- Activity -
Where the line containing "Wanted = one point per instance of the young" appears below, begin there and reproduce each line exactly through the last one, omitting pictures.

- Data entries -
== Segment start ==
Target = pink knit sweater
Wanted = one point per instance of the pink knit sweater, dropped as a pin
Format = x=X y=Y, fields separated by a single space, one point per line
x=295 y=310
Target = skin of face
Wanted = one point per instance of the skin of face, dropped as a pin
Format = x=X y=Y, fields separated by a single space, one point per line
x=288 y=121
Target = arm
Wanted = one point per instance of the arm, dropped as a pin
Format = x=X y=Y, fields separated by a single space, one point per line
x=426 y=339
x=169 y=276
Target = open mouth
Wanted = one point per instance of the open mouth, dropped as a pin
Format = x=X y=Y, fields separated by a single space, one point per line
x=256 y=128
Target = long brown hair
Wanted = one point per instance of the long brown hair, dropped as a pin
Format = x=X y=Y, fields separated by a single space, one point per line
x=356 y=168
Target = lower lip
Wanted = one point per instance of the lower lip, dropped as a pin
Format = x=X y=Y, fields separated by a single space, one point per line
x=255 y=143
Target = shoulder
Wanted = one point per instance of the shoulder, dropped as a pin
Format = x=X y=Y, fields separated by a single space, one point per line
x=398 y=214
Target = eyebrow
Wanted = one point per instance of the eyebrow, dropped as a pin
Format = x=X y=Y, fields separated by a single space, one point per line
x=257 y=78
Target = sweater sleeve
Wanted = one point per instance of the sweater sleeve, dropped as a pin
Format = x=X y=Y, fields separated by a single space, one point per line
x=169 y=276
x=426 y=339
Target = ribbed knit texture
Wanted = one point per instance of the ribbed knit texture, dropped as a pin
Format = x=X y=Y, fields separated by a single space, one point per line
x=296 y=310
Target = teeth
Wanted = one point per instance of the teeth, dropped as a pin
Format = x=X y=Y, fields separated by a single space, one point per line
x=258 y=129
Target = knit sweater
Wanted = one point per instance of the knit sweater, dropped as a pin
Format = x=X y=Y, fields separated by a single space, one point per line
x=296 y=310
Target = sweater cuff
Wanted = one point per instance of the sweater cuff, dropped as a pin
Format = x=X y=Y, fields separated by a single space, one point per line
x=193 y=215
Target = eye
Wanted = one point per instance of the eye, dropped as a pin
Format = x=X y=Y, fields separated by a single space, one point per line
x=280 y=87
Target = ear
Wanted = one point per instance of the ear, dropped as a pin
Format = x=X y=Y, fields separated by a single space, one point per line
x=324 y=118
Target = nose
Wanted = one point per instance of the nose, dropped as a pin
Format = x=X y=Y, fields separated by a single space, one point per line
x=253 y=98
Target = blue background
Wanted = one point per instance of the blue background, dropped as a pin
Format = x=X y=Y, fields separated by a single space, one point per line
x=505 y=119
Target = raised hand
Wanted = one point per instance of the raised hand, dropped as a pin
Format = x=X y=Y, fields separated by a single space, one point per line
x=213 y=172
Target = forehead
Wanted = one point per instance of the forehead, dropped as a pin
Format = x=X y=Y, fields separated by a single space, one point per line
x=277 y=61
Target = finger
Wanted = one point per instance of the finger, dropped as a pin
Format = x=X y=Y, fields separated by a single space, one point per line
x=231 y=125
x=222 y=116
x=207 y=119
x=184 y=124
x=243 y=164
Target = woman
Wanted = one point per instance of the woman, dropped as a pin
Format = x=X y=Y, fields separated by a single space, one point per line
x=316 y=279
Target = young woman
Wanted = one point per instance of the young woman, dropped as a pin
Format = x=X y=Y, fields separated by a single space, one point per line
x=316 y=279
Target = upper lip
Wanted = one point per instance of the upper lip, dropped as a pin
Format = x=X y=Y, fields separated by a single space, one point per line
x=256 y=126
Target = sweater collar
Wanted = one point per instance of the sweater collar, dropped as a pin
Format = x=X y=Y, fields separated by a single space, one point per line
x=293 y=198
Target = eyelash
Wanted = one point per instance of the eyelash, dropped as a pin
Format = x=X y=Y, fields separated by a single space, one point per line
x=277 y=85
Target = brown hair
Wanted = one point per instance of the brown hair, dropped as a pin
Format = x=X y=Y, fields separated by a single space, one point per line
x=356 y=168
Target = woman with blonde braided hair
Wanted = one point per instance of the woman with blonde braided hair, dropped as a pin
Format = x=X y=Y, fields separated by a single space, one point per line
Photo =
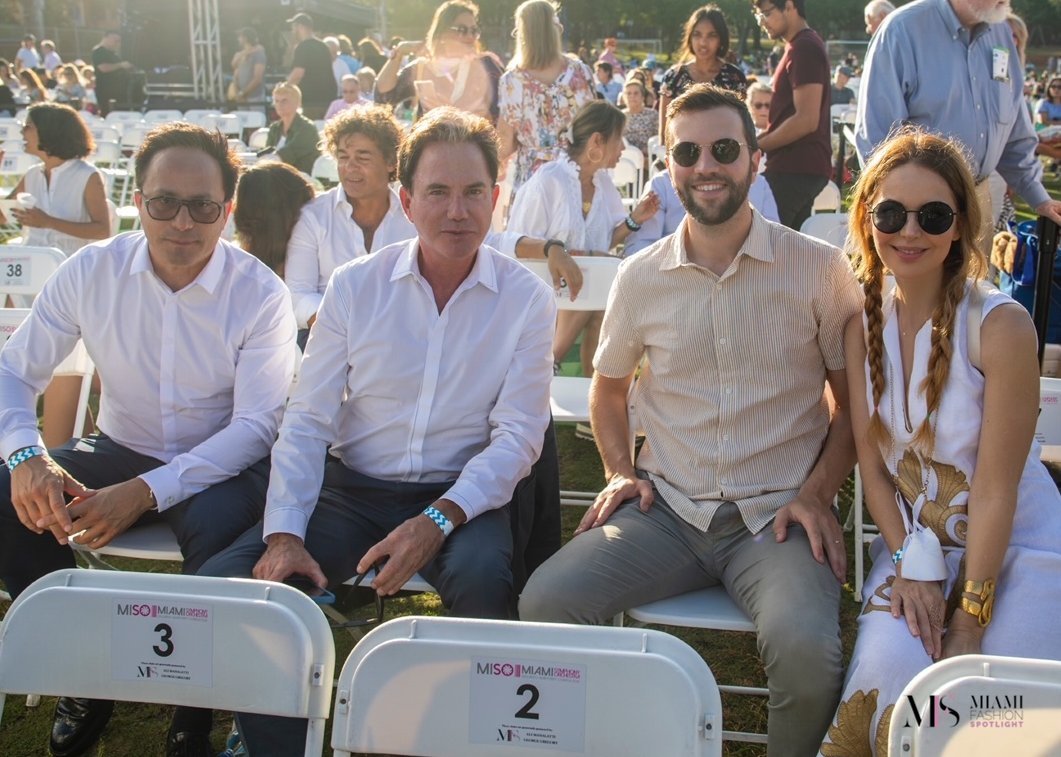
== Segment end ==
- Answer below -
Wanted = one point per instance of the young woman, dropped as a pin
Format = x=X y=Y, fields separated by a single space, one point per line
x=316 y=279
Target = upper lip
Wanted = one point per instance of the upper lip, dropped as a pin
Format = x=X y=Y, fields separated by a single space, one point per line
x=256 y=126
Target = sweater collar
Wanted = one point per instance of the sweater collar, dropped as a pin
Format = x=X y=Y, fields separated by a single space, one point per line
x=293 y=198
Target = eyelash
Wanted = one point per instance of the eyelash, dropped as a pin
Format = x=X y=Y, fields separated by a single space, one point per line
x=277 y=85
Target = brown hair
Wanted = one point per instance of the brown hair, dropped as a pin
Format = x=X y=Y, fields separated by a single space, one point per line
x=356 y=168
Target = woman with blonde braided hair
Wanted = one point per instance of the woman with blonde braided hair, dropped as a pin
Format = x=X y=Y, fields separated by a single space, one point per line
Photo =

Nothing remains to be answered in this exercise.